Convert the records below into a JSON list of strings, one string per line, leaving out blank lines.

---+---

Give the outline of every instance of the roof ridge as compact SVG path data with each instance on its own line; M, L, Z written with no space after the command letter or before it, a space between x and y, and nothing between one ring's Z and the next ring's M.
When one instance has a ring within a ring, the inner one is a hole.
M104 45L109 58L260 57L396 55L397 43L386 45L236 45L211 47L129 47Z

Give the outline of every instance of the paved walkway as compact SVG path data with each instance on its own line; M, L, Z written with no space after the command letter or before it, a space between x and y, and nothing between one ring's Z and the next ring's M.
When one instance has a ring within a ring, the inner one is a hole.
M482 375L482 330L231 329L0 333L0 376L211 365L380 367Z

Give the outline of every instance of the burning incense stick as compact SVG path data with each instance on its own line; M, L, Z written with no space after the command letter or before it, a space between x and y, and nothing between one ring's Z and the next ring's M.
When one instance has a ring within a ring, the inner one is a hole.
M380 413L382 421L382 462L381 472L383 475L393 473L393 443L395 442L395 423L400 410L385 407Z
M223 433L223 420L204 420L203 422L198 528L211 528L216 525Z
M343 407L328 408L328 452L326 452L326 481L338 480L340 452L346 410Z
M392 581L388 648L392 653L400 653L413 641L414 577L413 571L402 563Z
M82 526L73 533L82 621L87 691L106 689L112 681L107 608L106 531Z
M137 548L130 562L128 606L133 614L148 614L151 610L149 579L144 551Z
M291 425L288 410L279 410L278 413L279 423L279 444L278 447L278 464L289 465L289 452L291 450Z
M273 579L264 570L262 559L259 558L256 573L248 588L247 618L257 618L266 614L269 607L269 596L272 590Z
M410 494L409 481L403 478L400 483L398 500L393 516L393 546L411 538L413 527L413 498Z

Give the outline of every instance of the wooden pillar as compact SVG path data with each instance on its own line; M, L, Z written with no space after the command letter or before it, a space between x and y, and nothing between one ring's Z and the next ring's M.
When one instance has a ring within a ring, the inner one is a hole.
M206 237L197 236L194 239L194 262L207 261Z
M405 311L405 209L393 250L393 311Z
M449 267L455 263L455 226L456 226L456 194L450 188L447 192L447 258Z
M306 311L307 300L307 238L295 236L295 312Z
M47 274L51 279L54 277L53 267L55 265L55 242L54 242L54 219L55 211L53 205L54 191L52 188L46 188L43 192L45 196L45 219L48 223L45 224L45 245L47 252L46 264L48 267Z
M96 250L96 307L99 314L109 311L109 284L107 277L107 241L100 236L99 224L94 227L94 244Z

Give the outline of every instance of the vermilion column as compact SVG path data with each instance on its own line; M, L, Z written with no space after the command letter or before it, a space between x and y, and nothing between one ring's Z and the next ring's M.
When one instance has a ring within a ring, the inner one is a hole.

---+---

--- WORKED ANSWER ---
[
  "Give the outline of every instance of the roof ridge as compact SVG path data with each instance on its own line; M, L, Z written with no space after the command letter or before it, a space between x and y, and nothing between one ring's Z and the next ring's M.",
  "When one instance has a ring within a ring, the inner one is a hole.",
  "M104 45L109 58L260 57L396 55L397 43L386 45L236 45L211 47L129 47Z",
  "Give the outline of every instance of the paved walkway as compact SVG path data with each instance on its own line; M, L, Z written with no space after the command letter or before it, a space between x and y, and nothing between one ring's Z and the next ring's M.",
  "When one instance has a ring within a ring, the inner one is a hole.",
  "M482 375L482 330L231 329L0 333L0 376L211 365L380 367Z",
  "Give the outline of every instance of the burning incense stick as compact SVG path data with each instance on its own line; M, L, Z written with no space after the command letter or before it, a space between x and y, and nothing between one ring's Z and the next ring's M.",
  "When one instance has a ring within a ring, the inner one is a hole.",
  "M380 413L382 421L382 462L381 472L383 475L393 473L393 443L395 442L395 423L400 410L385 407Z",
  "M223 433L223 420L204 420L203 422L198 528L211 528L216 525Z",
  "M343 407L328 408L328 452L326 452L326 481L338 480L340 452L346 410Z",
  "M392 581L388 648L392 653L400 653L413 641L414 577L413 571L402 563Z",
  "M82 526L73 533L82 621L87 691L106 689L112 681L107 608L106 531Z",
  "M137 548L130 562L128 606L133 614L148 614L151 610L149 579L144 551Z",
  "M291 425L288 410L279 410L278 413L279 423L279 444L278 447L278 464L289 465L289 452L291 450Z",
  "M273 579L264 570L262 559L259 558L256 573L248 588L247 618L257 618L266 614L269 607L269 596L272 590Z",
  "M410 494L409 481L403 478L400 483L398 500L393 516L393 546L411 538L413 527L413 498Z",
  "Give the outline of every instance of the wooden pillar as compact SVG path data with each instance on its own line; M, L, Z written with no space after the command letter or before it, a space between x and y, and nothing between one ring's Z and the next ring's M.",
  "When one instance has a ring within a ring, the inner one is a hole.",
  "M206 237L197 236L194 239L194 262L207 261Z",
  "M405 311L405 209L393 250L393 311Z",
  "M449 267L455 263L455 226L456 226L456 194L450 188L447 192L447 258Z",
  "M306 311L307 300L307 238L295 236L295 312Z",
  "M47 274L51 279L54 277L53 267L55 265L55 242L54 242L54 219L55 211L53 205L54 191L52 188L46 188L43 192L45 196L45 219L48 223L45 224L45 245L47 252L46 264L48 267Z",
  "M96 250L96 307L99 314L109 311L109 284L107 277L107 241L100 236L99 224L94 227L94 244Z",
  "Give the outline of every instance of the vermilion column as compact SVG path data with each instance on its own line; M, L, Z written with no space after the command letter or before it, a space between x and y, and nothing between one ring's Z and the next ring's M.",
  "When one instance has a ring within a ring, the inner one is a hole."
]